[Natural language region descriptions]
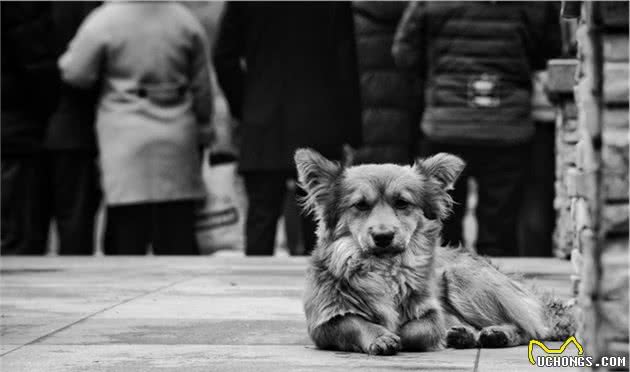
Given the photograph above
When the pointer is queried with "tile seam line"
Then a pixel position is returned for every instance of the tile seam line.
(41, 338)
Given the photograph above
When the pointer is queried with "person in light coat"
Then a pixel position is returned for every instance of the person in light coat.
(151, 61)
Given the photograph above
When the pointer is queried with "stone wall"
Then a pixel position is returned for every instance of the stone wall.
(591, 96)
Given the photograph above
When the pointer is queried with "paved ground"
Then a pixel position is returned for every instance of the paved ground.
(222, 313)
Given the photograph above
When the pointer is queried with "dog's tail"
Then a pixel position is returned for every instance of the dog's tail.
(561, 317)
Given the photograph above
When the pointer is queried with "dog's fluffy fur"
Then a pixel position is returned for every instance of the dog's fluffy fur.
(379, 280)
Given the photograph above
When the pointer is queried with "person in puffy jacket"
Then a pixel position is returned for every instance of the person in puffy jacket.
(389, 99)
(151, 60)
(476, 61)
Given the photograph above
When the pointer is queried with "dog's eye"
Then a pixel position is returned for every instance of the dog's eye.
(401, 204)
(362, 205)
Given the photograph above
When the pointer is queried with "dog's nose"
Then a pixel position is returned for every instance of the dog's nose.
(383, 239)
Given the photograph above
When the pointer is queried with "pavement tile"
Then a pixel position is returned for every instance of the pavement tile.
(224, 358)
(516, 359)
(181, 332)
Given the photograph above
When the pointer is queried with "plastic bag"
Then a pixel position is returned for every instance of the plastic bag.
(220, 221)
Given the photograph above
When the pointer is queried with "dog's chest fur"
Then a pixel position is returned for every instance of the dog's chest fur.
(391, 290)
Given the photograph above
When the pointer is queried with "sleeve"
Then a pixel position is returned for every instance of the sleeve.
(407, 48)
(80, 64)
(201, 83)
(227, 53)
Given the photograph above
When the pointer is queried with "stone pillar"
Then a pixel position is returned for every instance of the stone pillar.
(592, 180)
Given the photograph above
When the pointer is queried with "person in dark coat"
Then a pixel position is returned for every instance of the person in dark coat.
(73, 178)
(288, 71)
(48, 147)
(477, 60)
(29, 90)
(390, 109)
--
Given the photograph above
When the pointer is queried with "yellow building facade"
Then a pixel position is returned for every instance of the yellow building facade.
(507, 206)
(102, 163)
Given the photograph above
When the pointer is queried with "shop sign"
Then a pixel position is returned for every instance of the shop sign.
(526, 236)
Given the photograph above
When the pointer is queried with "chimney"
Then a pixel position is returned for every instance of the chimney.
...
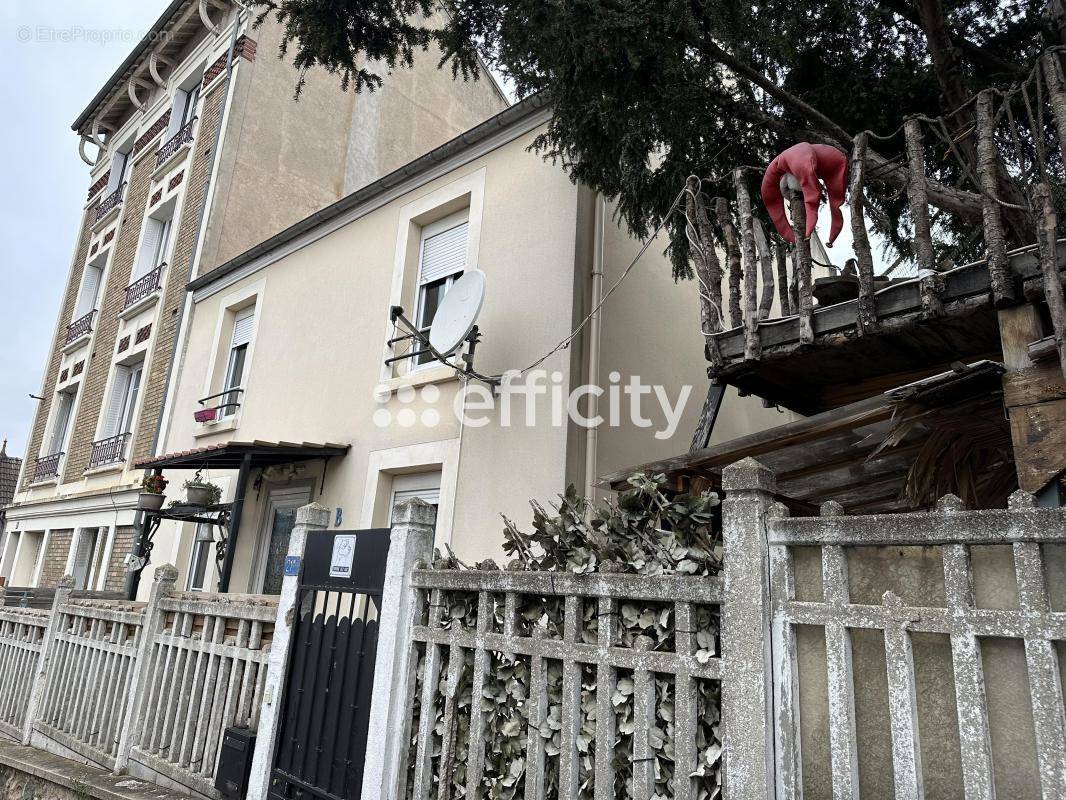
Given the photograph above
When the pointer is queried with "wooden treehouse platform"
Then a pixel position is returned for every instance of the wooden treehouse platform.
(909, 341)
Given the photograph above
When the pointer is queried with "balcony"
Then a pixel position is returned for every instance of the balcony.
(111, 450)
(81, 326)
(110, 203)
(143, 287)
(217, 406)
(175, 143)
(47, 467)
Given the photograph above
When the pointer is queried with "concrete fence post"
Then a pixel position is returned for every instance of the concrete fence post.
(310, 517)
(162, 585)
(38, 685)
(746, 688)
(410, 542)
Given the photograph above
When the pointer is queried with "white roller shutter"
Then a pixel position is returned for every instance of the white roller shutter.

*EXERCISE DETAILS*. Filter the lines above so that only those with the string "white" remain, then copy them.

*RESULT FOR THIS TASK*.
When the pointer is queried with "white roller shutter"
Then a pixel position is returned for every instance of the white roller shutter.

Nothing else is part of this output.